• **Goal**
Which things does the Ascension Sunday sermon say "we'll" do at the Conference? List each one as it follows the word "we'll".

• **Document segment**
A Spirit of Wisdom
Ephesians 1:15-23
Ascension Sunday
June 1, 2014
Ascension Sunday
June 1, 2014
Rev. John M. Caldwell, PhD
First United Methodist Church
Decorah, IA
First United Methodist Church
Decorah, IA
Next Friday
afternoon the Iowa Annual Conference will begin its work as the clergy session
meets to decide on all the questions that have to do with licensed and ordained
ministry. The most important of these
questions will be about who shall be ordained as elders and deacons.
Then the next day
the whole of the Conference will gather to worship, to decide on programs and
budgets, and to speak as a Conference to the issues of our day. We’ll hear reports—many, many reports. We’ll collect a bunch of special
offerings. We’ll vote and make motions
to amend this proposal and table that. At
least once we’ll turn ourselves inside out trying to understand how Robert’s
Rules applies to our situation.
A week from today we
will ordain elders and deacons to lead the United Methodist Church in
Iowa. It is always a high and holy
moment. But there is a troubling
question that in all probability will be neither asked nor answered: Lead the
church into what future?

• **Record excerpts**

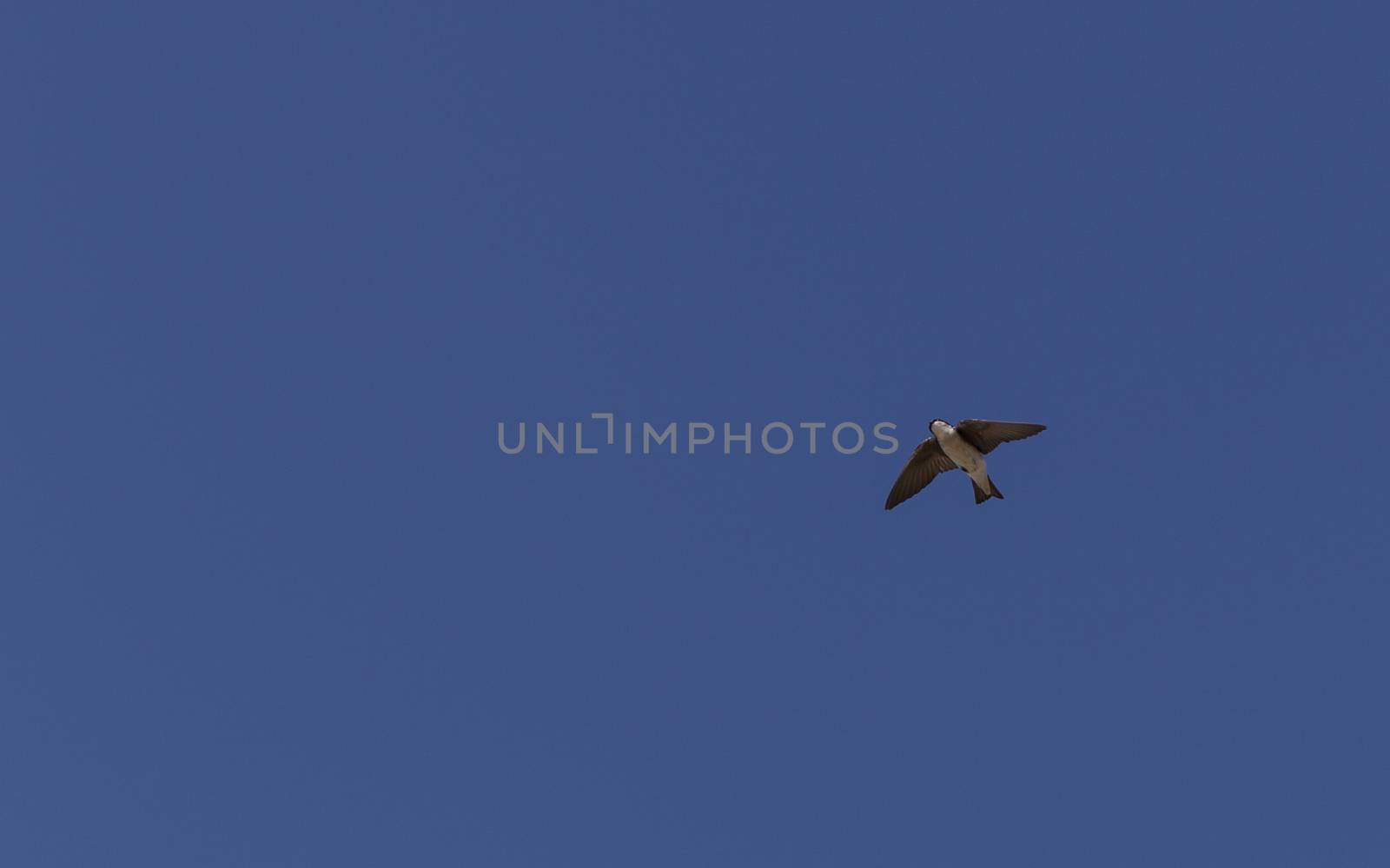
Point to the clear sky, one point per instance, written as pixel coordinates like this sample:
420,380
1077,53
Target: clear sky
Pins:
271,275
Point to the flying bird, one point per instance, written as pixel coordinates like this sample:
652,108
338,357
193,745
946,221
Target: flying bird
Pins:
958,447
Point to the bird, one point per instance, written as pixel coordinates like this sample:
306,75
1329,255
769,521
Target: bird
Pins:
958,447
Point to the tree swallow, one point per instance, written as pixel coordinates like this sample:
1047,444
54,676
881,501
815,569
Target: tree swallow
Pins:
965,447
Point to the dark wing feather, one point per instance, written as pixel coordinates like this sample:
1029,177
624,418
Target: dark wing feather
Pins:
926,462
984,434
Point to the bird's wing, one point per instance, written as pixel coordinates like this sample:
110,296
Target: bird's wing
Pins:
984,434
926,462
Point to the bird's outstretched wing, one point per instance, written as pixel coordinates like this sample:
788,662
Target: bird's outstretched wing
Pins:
926,462
984,434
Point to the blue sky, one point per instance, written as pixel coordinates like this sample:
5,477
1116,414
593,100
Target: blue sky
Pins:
273,275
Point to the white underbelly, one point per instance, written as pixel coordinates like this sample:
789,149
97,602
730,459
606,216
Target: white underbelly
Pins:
965,456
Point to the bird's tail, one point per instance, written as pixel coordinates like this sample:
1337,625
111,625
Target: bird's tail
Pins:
980,494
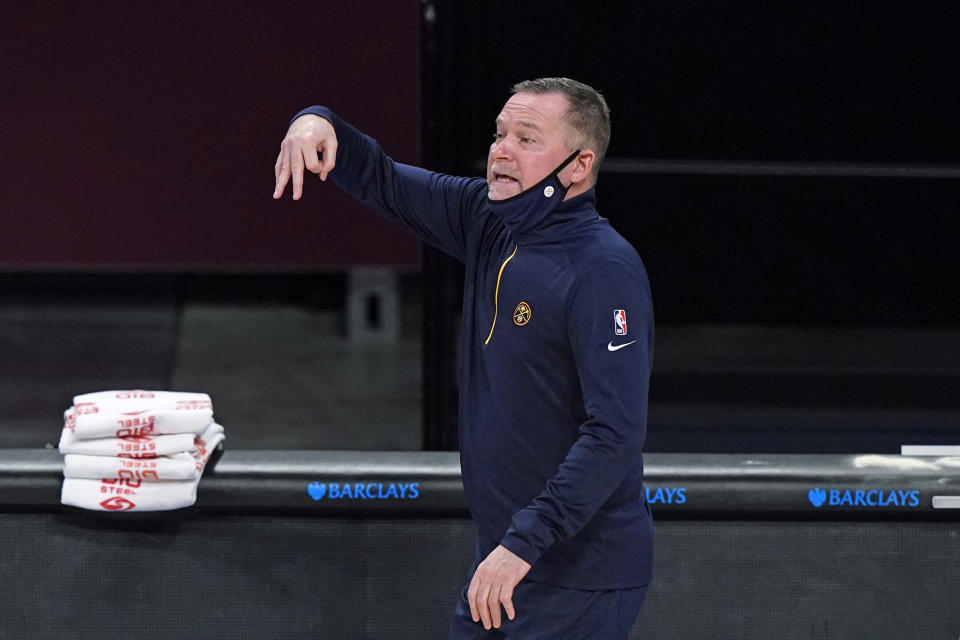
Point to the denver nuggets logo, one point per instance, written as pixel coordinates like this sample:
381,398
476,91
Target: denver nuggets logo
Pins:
521,315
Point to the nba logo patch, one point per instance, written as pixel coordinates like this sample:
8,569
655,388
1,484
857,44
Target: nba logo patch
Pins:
620,322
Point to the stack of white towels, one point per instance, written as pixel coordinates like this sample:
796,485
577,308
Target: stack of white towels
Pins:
136,450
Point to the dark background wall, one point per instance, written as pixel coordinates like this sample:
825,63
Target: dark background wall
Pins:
808,82
143,135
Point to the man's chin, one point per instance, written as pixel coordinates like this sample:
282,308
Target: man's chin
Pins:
497,191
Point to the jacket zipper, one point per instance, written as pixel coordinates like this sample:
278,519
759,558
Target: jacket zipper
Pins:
496,294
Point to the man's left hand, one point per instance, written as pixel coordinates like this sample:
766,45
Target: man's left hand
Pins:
493,584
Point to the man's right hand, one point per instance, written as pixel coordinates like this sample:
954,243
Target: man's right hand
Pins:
307,135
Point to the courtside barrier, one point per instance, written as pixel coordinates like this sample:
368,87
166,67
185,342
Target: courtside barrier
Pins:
376,545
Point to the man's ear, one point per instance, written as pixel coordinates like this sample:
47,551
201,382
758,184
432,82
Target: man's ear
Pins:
583,166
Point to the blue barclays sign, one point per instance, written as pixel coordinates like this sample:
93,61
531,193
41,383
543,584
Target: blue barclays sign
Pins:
364,491
864,497
666,495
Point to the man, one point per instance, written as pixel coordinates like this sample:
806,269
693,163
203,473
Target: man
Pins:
556,352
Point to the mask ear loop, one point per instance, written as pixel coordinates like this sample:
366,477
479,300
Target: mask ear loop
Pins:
563,165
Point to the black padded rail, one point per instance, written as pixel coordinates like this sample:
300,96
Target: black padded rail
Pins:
418,484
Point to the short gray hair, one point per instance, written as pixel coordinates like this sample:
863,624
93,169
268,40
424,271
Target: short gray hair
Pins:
588,115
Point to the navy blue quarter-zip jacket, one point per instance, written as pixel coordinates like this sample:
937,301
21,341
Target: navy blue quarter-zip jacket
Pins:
556,353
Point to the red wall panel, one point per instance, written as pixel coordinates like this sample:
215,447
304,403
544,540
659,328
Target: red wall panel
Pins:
143,135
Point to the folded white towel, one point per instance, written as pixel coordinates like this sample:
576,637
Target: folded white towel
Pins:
133,447
102,424
130,494
139,399
178,466
175,466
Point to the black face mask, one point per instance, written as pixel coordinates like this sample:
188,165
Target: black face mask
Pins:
530,207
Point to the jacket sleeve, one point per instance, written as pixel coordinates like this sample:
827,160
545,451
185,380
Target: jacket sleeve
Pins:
614,372
437,208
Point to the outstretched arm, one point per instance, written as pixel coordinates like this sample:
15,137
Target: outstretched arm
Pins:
437,208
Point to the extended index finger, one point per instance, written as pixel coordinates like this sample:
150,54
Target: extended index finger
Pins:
281,175
295,161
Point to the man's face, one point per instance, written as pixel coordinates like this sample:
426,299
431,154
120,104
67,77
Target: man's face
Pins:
528,145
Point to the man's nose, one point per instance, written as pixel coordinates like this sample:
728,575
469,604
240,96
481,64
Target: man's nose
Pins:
501,149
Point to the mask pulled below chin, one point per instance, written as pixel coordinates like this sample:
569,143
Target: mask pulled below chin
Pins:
531,206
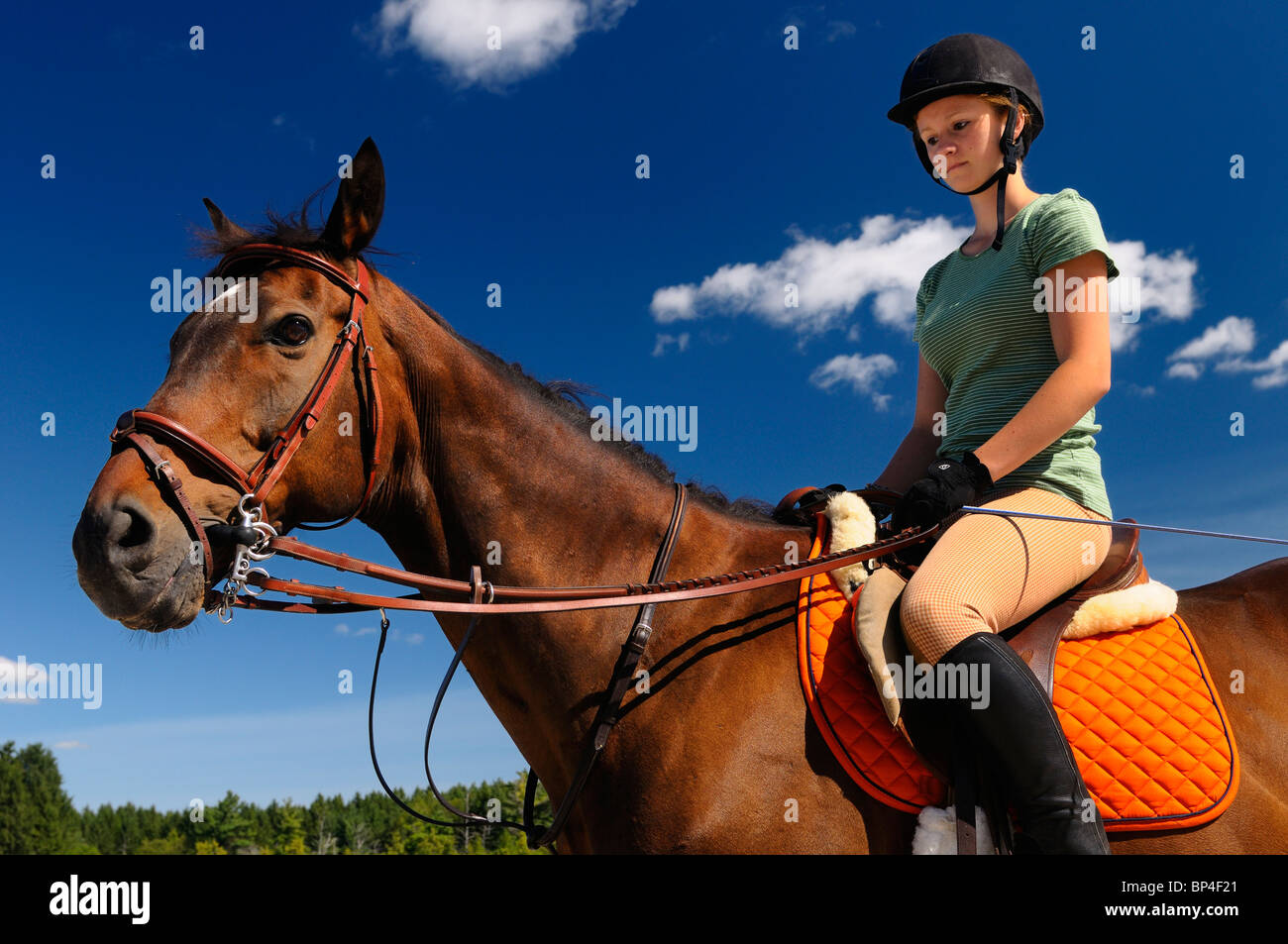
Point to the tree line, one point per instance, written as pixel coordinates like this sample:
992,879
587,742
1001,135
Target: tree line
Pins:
38,816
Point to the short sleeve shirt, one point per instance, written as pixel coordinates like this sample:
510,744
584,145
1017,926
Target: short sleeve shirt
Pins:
983,326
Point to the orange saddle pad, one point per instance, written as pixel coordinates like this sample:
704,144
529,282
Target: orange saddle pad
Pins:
1138,708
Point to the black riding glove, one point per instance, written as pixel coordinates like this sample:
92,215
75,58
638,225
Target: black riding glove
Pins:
947,487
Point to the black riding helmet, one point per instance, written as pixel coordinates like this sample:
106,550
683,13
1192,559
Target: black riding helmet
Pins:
962,64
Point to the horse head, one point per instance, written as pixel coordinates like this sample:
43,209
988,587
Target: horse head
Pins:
240,421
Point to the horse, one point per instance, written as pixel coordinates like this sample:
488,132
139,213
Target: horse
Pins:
717,752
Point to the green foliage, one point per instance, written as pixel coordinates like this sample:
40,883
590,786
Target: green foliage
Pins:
37,816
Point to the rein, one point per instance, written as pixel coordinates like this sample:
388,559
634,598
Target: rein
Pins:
256,540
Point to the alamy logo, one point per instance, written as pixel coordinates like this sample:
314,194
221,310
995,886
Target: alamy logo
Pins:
102,897
33,682
939,681
213,294
651,424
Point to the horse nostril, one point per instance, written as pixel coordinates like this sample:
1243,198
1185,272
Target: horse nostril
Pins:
130,532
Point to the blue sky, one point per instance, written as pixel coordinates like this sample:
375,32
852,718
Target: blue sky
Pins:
519,168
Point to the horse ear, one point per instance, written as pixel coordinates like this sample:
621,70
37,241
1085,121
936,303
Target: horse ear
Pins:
360,205
224,227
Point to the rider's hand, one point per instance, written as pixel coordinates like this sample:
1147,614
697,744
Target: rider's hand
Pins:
948,485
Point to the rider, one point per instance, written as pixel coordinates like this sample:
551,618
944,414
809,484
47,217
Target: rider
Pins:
1008,381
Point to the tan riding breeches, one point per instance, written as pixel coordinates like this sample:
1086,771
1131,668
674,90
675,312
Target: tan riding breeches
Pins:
987,574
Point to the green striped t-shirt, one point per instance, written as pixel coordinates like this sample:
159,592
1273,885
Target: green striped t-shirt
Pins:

• **Solution below**
- hear reports—many, many reports
- collect a bunch of special offerings
- vote and make motions to amend this proposal and table that
- turn ourselves inside out trying to understand how Robert's Rules applies to our situation